begin Record extracts
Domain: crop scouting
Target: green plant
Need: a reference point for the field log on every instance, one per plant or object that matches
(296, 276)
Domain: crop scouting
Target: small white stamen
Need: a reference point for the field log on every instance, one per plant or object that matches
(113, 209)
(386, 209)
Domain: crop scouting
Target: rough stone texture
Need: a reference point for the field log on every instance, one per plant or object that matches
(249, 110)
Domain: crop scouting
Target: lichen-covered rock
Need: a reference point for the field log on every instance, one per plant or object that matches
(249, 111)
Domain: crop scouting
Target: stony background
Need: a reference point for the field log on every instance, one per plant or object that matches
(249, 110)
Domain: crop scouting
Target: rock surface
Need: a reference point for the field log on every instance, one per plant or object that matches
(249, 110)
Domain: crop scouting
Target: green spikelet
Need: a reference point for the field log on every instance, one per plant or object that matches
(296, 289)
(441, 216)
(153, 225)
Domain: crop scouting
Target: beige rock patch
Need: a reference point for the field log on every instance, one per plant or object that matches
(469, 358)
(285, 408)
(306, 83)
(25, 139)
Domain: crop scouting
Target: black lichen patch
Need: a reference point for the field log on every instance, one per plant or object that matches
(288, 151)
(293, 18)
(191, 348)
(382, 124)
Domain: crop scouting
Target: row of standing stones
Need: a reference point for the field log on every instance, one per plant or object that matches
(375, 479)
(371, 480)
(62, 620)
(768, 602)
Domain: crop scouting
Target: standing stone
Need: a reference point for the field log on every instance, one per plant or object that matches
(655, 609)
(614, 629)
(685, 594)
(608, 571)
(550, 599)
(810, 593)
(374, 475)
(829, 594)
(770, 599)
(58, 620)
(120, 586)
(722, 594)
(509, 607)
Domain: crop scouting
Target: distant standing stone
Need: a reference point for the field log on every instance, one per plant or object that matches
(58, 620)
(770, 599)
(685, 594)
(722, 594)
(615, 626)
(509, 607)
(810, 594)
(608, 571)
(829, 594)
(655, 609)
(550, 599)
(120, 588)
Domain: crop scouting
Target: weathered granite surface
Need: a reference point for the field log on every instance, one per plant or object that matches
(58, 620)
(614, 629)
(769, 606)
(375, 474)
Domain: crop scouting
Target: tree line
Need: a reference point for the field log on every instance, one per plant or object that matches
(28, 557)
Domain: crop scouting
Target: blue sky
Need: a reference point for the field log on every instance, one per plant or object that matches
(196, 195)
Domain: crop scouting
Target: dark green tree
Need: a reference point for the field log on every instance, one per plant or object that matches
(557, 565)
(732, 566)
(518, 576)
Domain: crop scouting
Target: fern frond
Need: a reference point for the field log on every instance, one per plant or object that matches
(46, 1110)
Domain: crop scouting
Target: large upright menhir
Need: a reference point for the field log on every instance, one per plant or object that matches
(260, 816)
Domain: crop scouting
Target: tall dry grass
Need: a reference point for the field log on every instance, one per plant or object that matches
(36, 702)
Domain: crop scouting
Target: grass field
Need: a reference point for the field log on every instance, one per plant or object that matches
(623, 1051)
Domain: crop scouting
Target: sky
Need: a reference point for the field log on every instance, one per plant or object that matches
end Record extracts
• **Exercise details**: Retype the whole listing above exactly.

• **Result of the exercise**:
Domain: crop scouting
Target: green plant
Need: a reference point for the field log on every instance, one per plant or object that matches
(296, 276)
Domain: crop scouting
Target: small white stamen
Need: a reference point for the field log on every instance, one per plant or object that matches
(113, 209)
(386, 209)
Domain: crop scouting
Target: rough stone texture
Need: a reference point for the field log on every instance, one per plant or object that matches
(249, 110)
Domain: crop scouting
Target: lichen-covered rock
Need: a reference point for the field log on every instance, one per plant or object that matches
(249, 111)
Domain: crop scouting
Target: stony background
Need: a reference point for the field log on every instance, one per plant or object that matches
(249, 110)
Domain: crop scouting
Target: rock surface
Need: a reference point for the field log on every instance, one per plant or object that matches
(249, 110)
Domain: crop scouting
Target: green spikelet
Need: a reference point for the field log on every instance, one per plant or object that matches
(296, 289)
(441, 216)
(153, 225)
Domain: crop scouting
Target: beige rock patch
Need: a reference point for the field log on every instance, one per plant or object that matches
(469, 358)
(285, 408)
(306, 83)
(25, 139)
Domain: crop scouting
Target: black lichen patch
Need: a reference point for the field log on every instance, one per plant or object that matches
(288, 151)
(293, 18)
(191, 348)
(382, 124)
Domain: crop scouting
Target: row of standing stones
Need: a reference point for the field log on every instance, one per plant or object that matches
(375, 479)
(371, 480)
(62, 620)
(768, 602)
Domain: crop scouting
Target: standing stone
Need: a reference point for the field log on every instance, one per plant or object that matches
(655, 609)
(614, 629)
(685, 594)
(608, 571)
(550, 599)
(810, 593)
(374, 475)
(829, 594)
(770, 599)
(58, 620)
(120, 586)
(722, 594)
(509, 607)
Domain: crop scouting
Target: distant standing stone
Need: a reference point for the field log on every instance, one per plant or object that matches
(58, 620)
(770, 599)
(685, 594)
(722, 594)
(615, 626)
(509, 607)
(810, 594)
(608, 571)
(829, 594)
(655, 609)
(550, 599)
(120, 588)
Domain: crop scouting
Target: weathered granite surface
Need: a reference point for the field log on every instance, one per plant or object that matches
(58, 620)
(614, 629)
(769, 606)
(375, 474)
Domain: crop scouting
Target: tree line
Need: a reference point for the field log on every instance, one per plant or object that matches
(28, 557)
Domain: crop scouting
Target: blue sky
Need: a reference point for the field log on every instance, one per plant or object that matches
(196, 195)
Domain: crop scouting
Target: dark green tree
Need: a reference point for the field log on every instance, one per plant or object that matches
(557, 565)
(732, 566)
(518, 576)
Domain: crop scouting
Target: fern frond
Need: a reference point for the field log on every instance, one per plant or object that matches
(46, 1110)
Domain: crop scouting
Target: large upright menhir
Need: a reference point for the field log on every instance, one per plant or object that matches
(260, 816)
Domain: crop scouting
Target: tall dry grass
Need: a reference point for the field log on every instance, one per plant or object that matches
(36, 702)
Domain: crop scouting
Target: grass field
Need: a reference point for the field log on every instance, one per plant or object that matches
(623, 1051)
Domain: crop scouting
Target: sky
Need: a reference point for the field log on every instance, one per plant or object that matches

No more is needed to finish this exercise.